DIRECTIONS:
(a) In the passage on lender negligence cases, what did the trial court do in Rufini?
(b) Please revise the passage on lender negligence cases between "Two other published" and "[emphasizing this element].)", inclusive, replacing "delinquent" with "in default".

SUPPLIED PASSAGE:
Two other published opinions found a duty of care in cases involving lenders who advised the borrower to become delinquent in order to be considered for a loan modification. (Daniels v. Select Portfolio Servicing, Inc. (2016) 246 Cal.App.4th 1150, 1180-1183; Rossetta v. CitiMortgage, Inc. (2017) 18 Cal.App.5th 628, 640-641 [emphasizing this element].)

Similarly, Rufini, supra, 227 Cal.App.4th 299 involved an action against brought by a homeowner borrower following a failed loan modification and foreclosure, alleging wrongful foreclosure, breach of contract and of the covenant of good faith and fair dealing, breach of fiduciary duty, negligence, negligent misrepresentation, and unfair business practices. (Id. at pp. 302-303.) The trial court sustained demurrers without leave to amend as to all causes of action. The reviewing court affirmed an order sustaining the demurrer to the causes of action for general negligence, breach of fiduciary duty, and an accounting, and reversed it as to the causes of action for breach of contract, negligent misrepresentation and unfair business practices. (Id. at p. 302.) Rufini's negligence cause of action alleged breaches of contractual obligations and contended that the loan servicer violated its duty when it " 'negligently and carelessly rejected plaintiff's tenders of the reimbursement amounts.' " (Id. at p. 311.) The Rufini court found general allegations that a lender's actions were negligent insufficient to support a separate cause of action in tort. " ' "[C]ourts will generally enforce the breach of a contractual promise through contract law, except when the actions that constitute the breach violate a social policy that merits the imposition of tort remedies." ' " (Ibid.) Rufini alleged that the lender owed him a fiduciary duty to use reasonable care and due diligence in handling his loan modification application. Citing Ragland and Nymark, the court found the plaintiff's factual allegations failed to show the defendant's activities went beyond its conventional role as a mere lender of money and "therefore do not establish the existence of a fiduciary duty." (Rufini, at p. 312.)

DATA SUPPLIED:
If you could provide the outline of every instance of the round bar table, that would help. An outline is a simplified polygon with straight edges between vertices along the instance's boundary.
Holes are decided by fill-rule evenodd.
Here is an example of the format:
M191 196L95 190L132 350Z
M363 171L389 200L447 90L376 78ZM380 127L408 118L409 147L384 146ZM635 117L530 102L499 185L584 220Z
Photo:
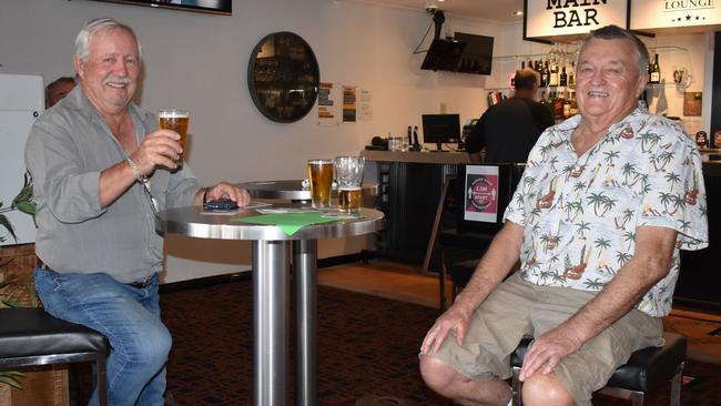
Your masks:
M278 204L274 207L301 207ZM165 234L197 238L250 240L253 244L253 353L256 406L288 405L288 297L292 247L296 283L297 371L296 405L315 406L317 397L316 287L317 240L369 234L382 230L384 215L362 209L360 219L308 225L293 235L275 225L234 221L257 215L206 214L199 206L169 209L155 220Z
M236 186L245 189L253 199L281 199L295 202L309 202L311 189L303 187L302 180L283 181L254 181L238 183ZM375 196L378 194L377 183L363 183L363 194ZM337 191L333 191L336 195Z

ANSWERS PROVIDED:
(a) It sustained demurrers without leave to amend as to all causes of action.

(b)
Two other published opinions found a duty of care in cases involving lenders who advised the borrower to become in default in order to be considered for a loan modification. (Daniels v. Select Portfolio Servicing, Inc. (2016) 246 Cal.App.4th 1150, 1180-1183; Rossetta v. CitiMortgage, Inc. (2017) 18 Cal.App.5th 628, 640-641 [emphasizing this element].)